Tarea: Reúne todas las líneas del material en las que aparece la palabra "locomotive".

Datos mostrados:
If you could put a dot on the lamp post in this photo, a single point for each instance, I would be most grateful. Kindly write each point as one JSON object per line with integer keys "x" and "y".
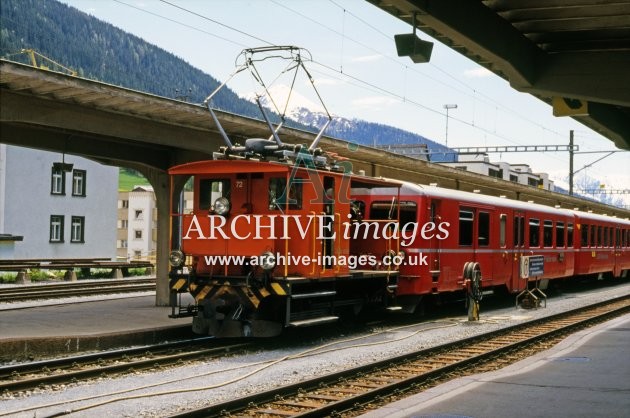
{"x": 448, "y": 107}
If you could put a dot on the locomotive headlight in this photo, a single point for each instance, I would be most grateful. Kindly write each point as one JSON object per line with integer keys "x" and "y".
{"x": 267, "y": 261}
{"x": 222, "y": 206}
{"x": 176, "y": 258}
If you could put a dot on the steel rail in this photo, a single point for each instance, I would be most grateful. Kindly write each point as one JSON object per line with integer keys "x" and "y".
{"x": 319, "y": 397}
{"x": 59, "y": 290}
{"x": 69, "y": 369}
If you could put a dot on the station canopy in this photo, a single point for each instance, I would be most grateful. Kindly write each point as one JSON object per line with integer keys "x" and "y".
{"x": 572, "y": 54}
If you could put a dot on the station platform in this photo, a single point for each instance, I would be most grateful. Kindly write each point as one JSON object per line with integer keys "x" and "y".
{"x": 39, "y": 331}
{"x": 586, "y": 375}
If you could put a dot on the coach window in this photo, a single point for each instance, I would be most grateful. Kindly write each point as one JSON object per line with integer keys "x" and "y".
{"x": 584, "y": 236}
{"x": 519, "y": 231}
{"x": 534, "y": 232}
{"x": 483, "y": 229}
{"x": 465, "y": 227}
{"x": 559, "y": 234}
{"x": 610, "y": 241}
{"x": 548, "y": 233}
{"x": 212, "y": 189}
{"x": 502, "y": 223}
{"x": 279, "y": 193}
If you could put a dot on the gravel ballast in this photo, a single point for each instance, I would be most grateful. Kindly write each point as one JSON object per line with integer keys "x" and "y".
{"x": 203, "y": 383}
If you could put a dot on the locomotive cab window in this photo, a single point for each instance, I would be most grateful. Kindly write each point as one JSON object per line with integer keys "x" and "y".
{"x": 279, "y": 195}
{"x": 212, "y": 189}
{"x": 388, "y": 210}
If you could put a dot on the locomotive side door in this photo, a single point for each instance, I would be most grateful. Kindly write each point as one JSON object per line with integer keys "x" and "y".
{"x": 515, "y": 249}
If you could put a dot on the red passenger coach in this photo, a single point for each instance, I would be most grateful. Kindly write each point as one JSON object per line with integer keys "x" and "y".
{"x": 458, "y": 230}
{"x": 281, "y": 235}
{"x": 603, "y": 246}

...

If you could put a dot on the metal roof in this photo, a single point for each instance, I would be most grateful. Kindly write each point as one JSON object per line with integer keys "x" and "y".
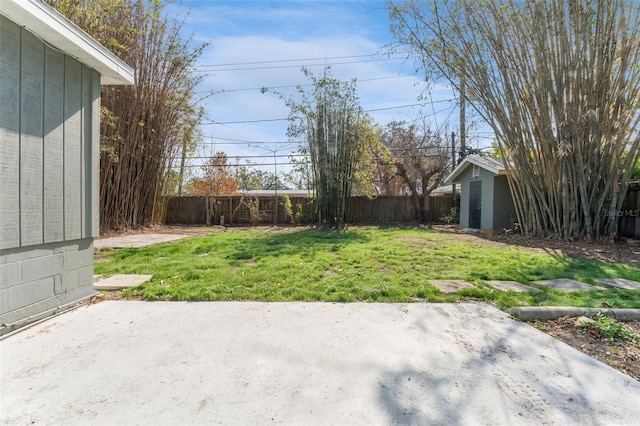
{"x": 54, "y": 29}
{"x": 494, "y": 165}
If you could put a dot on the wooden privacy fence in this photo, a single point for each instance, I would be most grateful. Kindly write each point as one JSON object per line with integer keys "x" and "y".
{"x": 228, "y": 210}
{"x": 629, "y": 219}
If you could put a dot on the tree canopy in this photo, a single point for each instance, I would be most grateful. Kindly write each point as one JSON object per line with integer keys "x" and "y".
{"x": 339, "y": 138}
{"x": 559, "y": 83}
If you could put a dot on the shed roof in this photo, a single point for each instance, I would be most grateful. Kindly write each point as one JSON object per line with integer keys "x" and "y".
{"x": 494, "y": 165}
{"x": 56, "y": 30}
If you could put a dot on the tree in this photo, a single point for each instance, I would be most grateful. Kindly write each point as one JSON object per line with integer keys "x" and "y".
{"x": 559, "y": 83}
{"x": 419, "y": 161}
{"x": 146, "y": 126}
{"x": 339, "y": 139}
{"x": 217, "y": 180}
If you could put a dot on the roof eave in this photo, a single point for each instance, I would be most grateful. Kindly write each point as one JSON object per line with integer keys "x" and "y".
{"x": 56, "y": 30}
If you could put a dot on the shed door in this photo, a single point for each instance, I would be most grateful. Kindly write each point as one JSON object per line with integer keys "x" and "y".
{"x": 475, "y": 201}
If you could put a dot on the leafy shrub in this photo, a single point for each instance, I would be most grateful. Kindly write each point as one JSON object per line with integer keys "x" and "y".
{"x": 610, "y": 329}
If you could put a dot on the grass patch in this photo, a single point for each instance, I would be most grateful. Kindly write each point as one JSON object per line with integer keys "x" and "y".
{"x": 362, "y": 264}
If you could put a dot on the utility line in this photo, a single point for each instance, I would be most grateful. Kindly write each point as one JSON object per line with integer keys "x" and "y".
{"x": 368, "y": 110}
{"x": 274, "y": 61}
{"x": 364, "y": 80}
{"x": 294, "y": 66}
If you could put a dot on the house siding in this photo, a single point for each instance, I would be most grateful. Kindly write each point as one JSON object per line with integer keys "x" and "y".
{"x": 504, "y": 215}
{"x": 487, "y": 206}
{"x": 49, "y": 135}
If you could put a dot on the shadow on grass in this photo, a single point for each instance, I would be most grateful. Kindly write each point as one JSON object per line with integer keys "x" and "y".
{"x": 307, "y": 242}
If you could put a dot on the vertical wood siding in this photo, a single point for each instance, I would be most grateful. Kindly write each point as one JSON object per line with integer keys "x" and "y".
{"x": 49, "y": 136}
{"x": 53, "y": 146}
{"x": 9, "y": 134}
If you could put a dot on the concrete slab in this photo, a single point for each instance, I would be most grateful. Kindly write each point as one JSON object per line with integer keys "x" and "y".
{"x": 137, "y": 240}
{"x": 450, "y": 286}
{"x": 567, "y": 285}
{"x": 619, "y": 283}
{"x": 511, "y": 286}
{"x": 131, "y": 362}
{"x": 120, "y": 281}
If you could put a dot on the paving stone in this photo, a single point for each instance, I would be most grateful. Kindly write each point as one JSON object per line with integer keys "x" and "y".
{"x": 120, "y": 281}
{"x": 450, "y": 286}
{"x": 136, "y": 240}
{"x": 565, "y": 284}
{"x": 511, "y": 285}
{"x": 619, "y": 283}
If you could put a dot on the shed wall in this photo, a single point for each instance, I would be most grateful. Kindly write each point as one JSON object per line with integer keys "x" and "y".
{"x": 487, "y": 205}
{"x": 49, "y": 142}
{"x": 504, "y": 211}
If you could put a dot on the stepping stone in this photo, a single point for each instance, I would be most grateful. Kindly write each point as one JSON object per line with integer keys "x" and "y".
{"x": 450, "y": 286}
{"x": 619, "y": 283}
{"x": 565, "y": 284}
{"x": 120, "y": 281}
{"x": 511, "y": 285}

Respuesta final:
If you could put a dot on the locomotive headlight in this photo, a single point for each instance, I would be most grateful. Kindly write each point as one JSON object per line with integer keys "x" and "y".
If you could put a dot on the locomotive cab window in this photo, a single point for each instance, I would be most grateful. Kindly write each point as one JSON object per line with integer keys "x" and "y".
If you could put a dot on the locomotive side door in this photo, a single point for each instance, I would be most grateful. Kindly write each point as one JSON object per line with integer keys "x" and "y".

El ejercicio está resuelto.